12 films to watch this Christmas, according to the Dazed team

Featuring a creepy slasher, a rage-induced crime spree, and a depressing fable about a robot orphan


As a self-confessed Scrooge, the thought of picking out a Christmas film makes me feel slightly nauseous, but A24’s The Green Knight is undeniably brilliant. Plucked from the high echelons of Arthurian legend, it’s based on a 14th-century poem Sir Gawain and the Green Knight and stars Dev Patel, who I’ve had an on-screen crush on since Skins. Taking place on Christmas day, the plot follows Patel’s Gawain, a knight-to-be who embarks on a haunting quest beset by thieves and tricksters, flaming heads and giants. Featuring a dreamy, mediaeval soundtrack, it’s essentially a two-hour epic about sex and death – what’s more festive than that? (GY)

= PROBLEM DESCRIPTION =
In one to three sentences, explain how the Christmas film list ties The Green Knight to Christmas. The records have no connection to the text.

= RECORD LIST =
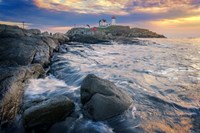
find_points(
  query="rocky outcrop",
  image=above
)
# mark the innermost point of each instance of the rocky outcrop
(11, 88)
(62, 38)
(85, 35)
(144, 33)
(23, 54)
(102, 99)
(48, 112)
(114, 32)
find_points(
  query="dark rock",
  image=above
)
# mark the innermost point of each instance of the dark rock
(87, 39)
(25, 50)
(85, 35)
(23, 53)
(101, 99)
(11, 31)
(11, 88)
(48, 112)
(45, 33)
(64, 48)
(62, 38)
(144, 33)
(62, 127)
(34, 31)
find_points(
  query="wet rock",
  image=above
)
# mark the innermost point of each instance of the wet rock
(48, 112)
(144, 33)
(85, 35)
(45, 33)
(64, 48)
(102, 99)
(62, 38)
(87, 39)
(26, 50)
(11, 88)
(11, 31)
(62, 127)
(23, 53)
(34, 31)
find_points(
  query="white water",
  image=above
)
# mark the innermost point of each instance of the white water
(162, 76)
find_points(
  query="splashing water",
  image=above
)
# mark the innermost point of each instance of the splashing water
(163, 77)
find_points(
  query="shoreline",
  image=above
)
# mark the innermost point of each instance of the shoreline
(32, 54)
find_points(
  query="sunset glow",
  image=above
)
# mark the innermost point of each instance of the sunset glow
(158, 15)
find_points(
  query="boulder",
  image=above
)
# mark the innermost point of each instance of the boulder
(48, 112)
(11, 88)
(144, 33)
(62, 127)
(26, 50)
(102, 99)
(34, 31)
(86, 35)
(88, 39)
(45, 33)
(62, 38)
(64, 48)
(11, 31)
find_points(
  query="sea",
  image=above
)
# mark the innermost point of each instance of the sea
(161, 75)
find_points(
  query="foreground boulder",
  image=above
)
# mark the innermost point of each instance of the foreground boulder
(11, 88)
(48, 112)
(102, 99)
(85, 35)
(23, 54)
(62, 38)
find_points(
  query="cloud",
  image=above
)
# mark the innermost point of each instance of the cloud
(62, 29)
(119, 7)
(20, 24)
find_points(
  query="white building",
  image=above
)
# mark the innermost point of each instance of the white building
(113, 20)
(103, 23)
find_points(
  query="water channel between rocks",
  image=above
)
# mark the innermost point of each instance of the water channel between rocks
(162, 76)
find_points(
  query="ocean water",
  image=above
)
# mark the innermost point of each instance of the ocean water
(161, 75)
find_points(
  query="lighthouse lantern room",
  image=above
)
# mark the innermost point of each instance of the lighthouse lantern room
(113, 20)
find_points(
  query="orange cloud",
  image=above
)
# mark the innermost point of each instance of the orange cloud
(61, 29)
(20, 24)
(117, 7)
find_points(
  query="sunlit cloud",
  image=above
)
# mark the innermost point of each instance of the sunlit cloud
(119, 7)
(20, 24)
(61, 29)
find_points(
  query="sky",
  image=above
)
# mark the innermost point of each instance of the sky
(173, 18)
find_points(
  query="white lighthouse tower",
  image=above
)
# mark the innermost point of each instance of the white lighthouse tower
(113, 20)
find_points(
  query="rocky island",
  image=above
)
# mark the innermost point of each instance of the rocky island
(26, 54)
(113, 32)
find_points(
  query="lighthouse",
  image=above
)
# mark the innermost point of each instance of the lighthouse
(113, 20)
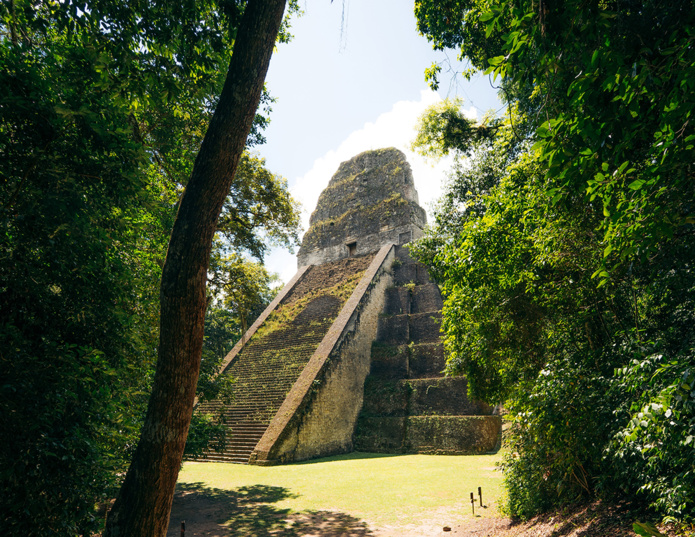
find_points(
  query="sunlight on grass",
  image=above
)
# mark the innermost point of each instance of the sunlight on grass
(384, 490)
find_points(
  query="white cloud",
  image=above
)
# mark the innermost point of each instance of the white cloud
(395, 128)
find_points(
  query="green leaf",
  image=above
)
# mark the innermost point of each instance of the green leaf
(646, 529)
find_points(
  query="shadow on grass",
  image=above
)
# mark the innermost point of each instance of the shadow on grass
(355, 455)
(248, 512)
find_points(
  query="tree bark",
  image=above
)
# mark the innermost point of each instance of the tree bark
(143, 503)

= RESULT OF THIS TASK =
The film takes place on Christmas day. The writer also jokes that, as a two-hour epic about sex and death, nothing could be more festive.